▶ **Data for this exercise**:
───

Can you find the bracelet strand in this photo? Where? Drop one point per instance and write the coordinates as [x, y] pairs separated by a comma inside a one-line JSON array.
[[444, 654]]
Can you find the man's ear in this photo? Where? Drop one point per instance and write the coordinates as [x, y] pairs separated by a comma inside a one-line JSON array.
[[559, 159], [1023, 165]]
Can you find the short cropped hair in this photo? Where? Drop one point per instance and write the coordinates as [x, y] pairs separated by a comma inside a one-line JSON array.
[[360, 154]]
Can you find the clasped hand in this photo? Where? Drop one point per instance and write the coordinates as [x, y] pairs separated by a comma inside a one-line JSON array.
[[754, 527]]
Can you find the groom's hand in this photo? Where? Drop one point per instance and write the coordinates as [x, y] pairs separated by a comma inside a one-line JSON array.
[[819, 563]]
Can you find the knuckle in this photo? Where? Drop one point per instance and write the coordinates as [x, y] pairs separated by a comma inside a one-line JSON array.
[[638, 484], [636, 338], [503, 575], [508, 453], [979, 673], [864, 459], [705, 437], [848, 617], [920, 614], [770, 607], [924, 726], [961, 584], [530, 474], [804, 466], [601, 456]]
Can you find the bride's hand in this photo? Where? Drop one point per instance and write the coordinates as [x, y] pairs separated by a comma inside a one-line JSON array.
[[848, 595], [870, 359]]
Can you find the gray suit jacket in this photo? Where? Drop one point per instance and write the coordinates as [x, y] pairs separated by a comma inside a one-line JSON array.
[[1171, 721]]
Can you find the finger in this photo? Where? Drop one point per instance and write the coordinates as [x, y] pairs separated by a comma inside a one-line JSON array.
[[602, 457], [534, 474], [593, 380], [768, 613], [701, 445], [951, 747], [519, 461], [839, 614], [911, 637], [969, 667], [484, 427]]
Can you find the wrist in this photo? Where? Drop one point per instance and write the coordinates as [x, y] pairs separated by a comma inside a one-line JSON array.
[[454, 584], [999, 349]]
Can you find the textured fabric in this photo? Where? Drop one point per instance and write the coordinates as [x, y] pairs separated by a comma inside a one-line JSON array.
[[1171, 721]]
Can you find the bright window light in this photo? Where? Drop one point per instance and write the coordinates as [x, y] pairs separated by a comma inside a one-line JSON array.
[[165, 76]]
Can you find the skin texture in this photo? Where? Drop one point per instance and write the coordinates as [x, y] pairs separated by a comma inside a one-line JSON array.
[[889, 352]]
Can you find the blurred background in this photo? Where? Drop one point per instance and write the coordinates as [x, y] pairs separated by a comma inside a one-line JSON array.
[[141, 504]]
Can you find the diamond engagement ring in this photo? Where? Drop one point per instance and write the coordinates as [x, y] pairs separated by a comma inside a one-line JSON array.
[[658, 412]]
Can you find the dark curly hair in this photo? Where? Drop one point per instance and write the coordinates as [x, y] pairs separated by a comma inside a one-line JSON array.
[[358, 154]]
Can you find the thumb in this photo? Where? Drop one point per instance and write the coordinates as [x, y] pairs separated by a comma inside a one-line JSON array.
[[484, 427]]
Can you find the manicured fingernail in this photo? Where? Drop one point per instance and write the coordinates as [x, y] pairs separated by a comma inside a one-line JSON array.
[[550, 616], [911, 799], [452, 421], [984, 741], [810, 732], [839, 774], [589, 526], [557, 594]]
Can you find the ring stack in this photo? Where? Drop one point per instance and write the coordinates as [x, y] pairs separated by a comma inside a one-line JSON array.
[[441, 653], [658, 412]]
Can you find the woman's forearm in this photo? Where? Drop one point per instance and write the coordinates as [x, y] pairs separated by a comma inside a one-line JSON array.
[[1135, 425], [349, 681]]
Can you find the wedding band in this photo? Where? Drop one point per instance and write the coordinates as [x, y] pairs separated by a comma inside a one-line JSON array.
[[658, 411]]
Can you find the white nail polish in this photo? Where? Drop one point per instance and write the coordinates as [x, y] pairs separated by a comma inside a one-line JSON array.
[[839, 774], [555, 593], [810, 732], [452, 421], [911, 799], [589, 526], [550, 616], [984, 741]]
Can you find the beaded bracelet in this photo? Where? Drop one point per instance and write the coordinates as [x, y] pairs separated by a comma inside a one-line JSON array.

───

▶ **Required task**: Retype the records word for word, from the line that contains "Can you find the diamond" through the line that contains "[[658, 412]]", with both of those lines included.

▶ **Response to the exercise**:
Can you find the diamond engagement ring in this photo? Where? Drop one point per instance and write the coordinates as [x, y] pairs separated by a comma inside a one-line JSON array.
[[658, 412]]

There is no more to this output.